> Exercise
Retype exactly the lines from the line with "Q: Place a marker on the blue" to the end of the data, keeping both boundary lines.

> Dataset extract
'''

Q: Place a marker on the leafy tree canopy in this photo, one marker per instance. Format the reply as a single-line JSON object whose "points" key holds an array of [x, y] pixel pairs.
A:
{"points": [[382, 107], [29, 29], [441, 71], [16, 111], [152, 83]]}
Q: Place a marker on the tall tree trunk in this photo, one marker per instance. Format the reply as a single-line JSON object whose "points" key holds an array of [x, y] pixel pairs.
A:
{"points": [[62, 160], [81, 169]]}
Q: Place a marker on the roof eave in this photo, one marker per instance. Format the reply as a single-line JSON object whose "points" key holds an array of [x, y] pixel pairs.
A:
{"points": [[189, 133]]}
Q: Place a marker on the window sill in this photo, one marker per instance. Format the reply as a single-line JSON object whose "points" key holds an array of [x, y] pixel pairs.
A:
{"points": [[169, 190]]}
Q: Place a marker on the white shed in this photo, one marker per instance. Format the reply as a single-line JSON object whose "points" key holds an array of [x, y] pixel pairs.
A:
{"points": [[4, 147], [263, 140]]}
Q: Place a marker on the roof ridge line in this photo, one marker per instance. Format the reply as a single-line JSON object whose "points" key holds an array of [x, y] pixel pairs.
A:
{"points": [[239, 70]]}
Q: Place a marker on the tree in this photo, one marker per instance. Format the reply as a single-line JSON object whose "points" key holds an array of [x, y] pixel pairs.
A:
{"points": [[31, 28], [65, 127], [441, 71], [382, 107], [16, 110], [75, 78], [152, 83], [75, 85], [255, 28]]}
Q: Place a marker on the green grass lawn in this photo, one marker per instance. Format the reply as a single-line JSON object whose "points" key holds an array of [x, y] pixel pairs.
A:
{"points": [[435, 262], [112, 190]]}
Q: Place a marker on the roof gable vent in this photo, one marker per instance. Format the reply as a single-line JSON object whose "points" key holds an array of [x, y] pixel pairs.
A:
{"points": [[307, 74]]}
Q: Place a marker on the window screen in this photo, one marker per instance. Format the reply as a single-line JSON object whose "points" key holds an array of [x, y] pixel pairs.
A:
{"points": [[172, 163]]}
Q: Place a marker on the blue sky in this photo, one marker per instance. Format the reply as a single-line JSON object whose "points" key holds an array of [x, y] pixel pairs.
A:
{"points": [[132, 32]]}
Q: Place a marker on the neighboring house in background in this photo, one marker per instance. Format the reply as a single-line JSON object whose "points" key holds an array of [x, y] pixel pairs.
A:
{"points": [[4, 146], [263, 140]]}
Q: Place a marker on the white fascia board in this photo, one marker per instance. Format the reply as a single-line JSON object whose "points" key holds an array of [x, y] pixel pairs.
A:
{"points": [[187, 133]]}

'''

> Completed task
Q: Place a marker on the blue sky in this photo, one marker per instance. Format the reply as a single-line JSON object whose "points" key holds an array of [x, y] pixel pairs.
A:
{"points": [[132, 32]]}
Q: Place a marker on the neighboring house in background in this photo, one marker per instance. Format the reply as a single-line JSON object whose "points" key holds an array of [x, y] pixel pairs.
A:
{"points": [[4, 146], [263, 140]]}
Q: Place a marker on the white fascia board in this photo, one marker per instance. Format the reply as a single-line JSON object whose "points" key holds an array of [x, y] pixel pairs.
A:
{"points": [[187, 133]]}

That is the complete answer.